Each record below is to be set down again precisely.

» **Material for this exercise**:
+ + + + + + +
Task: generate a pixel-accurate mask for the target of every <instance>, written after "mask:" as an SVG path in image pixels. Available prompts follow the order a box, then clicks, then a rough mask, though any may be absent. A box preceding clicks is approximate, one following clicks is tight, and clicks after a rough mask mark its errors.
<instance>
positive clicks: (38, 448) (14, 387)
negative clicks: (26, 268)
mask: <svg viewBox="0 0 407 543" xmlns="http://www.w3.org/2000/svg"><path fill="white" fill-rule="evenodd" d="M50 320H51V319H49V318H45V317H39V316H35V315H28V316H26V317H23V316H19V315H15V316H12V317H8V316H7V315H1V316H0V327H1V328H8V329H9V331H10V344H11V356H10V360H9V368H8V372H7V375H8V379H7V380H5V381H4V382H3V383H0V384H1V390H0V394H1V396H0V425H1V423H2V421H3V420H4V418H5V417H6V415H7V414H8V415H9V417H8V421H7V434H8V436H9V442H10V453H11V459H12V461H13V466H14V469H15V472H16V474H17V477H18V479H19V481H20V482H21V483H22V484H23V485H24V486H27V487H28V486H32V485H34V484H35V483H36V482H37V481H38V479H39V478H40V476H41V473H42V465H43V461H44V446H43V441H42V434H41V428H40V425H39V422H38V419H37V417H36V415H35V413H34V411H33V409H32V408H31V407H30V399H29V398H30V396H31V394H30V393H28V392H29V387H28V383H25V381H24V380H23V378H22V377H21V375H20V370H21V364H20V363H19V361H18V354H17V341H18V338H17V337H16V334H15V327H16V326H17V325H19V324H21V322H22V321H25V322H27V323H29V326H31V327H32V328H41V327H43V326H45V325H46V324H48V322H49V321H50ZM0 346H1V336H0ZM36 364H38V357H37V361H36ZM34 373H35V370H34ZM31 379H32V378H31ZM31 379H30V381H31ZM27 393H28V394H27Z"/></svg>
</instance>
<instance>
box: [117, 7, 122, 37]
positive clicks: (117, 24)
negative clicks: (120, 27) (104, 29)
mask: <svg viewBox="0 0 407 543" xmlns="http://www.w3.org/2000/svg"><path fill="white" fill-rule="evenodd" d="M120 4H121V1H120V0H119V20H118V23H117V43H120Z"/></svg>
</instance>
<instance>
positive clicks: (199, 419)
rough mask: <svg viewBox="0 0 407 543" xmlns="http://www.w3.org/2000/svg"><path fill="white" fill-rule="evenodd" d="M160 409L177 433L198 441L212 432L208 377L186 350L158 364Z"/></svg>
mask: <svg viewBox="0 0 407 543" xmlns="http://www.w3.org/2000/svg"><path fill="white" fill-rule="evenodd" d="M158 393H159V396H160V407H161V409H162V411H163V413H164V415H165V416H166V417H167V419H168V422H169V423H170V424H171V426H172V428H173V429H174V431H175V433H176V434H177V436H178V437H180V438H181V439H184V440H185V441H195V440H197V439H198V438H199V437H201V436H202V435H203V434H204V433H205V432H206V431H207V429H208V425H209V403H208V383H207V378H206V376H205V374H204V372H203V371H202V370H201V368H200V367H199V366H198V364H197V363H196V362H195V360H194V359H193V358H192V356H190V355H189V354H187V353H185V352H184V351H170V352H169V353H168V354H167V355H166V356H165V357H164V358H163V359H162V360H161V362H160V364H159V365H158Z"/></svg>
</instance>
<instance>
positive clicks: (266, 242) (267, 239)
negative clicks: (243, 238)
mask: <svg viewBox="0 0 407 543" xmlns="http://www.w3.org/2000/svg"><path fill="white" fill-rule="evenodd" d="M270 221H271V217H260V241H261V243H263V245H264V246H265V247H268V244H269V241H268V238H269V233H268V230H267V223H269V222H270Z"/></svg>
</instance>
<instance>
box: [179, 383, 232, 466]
+ + + + + + +
» **Written response**:
Task: generate a pixel-accurate mask for the target of every <instance>, written after "mask:" as an SVG path in image pixels. Available prompts follow the order a box, then clicks, then a rough mask, though any may be absent. A box preceding clicks is approximate, one following clicks is tight, and clicks after a rough mask mark its errors.
<instance>
positive clicks: (38, 448) (14, 387)
negative clicks: (26, 268)
mask: <svg viewBox="0 0 407 543" xmlns="http://www.w3.org/2000/svg"><path fill="white" fill-rule="evenodd" d="M50 320H51V319H49V318H45V317H39V316H35V315H28V316H26V317H23V316H19V315H15V316H12V317H8V316H7V315H1V316H0V327H1V328H8V329H9V331H10V344H11V356H10V360H9V368H8V372H7V375H8V379H7V380H5V381H4V382H3V383H0V384H1V390H0V394H1V396H0V425H1V423H2V421H3V420H4V418H5V417H6V415H7V414H8V415H9V417H8V421H7V434H8V436H9V442H10V453H11V459H12V461H13V466H14V469H15V472H16V474H17V477H18V479H19V481H20V482H21V483H22V484H23V485H24V486H27V487H28V486H32V485H34V484H35V483H36V482H37V481H38V479H39V478H40V476H41V473H42V465H43V461H44V446H43V441H42V434H41V428H40V425H39V422H38V419H37V417H36V415H35V413H34V411H33V409H32V408H31V407H30V399H29V398H30V396H31V394H30V393H28V392H29V387H28V383H25V381H24V380H23V378H22V377H21V375H20V370H21V364H20V363H19V361H18V354H17V341H18V338H17V337H16V334H15V327H16V326H17V325H19V324H21V322H22V321H25V322H27V323H29V326H31V327H32V328H41V327H43V326H45V325H46V324H48V322H49V321H50ZM0 346H1V336H0ZM36 364H38V357H37V361H36ZM34 373H35V370H34ZM31 379H32V378H31ZM31 379H30V381H31ZM27 393H28V394H27Z"/></svg>
</instance>
<instance>
box: [117, 7, 122, 37]
positive clicks: (117, 24)
negative clicks: (120, 27) (104, 29)
mask: <svg viewBox="0 0 407 543" xmlns="http://www.w3.org/2000/svg"><path fill="white" fill-rule="evenodd" d="M120 4H121V1H120V0H119V20H118V23H117V43H120Z"/></svg>
</instance>
<instance>
positive clicks: (199, 419)
rough mask: <svg viewBox="0 0 407 543" xmlns="http://www.w3.org/2000/svg"><path fill="white" fill-rule="evenodd" d="M160 409L177 433L198 441L212 432L208 377L186 350L158 364Z"/></svg>
mask: <svg viewBox="0 0 407 543" xmlns="http://www.w3.org/2000/svg"><path fill="white" fill-rule="evenodd" d="M158 393H159V396H160V407H161V409H162V411H163V413H164V415H165V416H166V417H167V419H168V422H169V423H170V424H171V426H172V428H173V429H174V431H175V433H176V434H177V436H178V437H180V438H181V439H184V440H185V441H195V440H197V439H198V438H199V437H201V436H202V435H203V434H204V433H205V432H206V431H207V429H208V425H209V403H208V383H207V378H206V376H205V374H204V372H203V371H202V370H201V368H200V367H199V366H198V364H197V363H196V362H195V360H194V359H193V358H192V356H190V355H189V354H187V353H185V352H184V351H170V352H169V353H168V354H167V355H166V356H165V357H164V358H163V359H162V360H161V362H160V364H159V365H158Z"/></svg>
</instance>
<instance>
positive clicks: (266, 242) (267, 239)
negative clicks: (243, 238)
mask: <svg viewBox="0 0 407 543" xmlns="http://www.w3.org/2000/svg"><path fill="white" fill-rule="evenodd" d="M270 221H271V217H260V241H261V243H263V245H264V246H265V247H268V244H269V241H268V238H269V233H268V230H267V223H269V222H270Z"/></svg>
</instance>
<instance>
box: [179, 383, 232, 466]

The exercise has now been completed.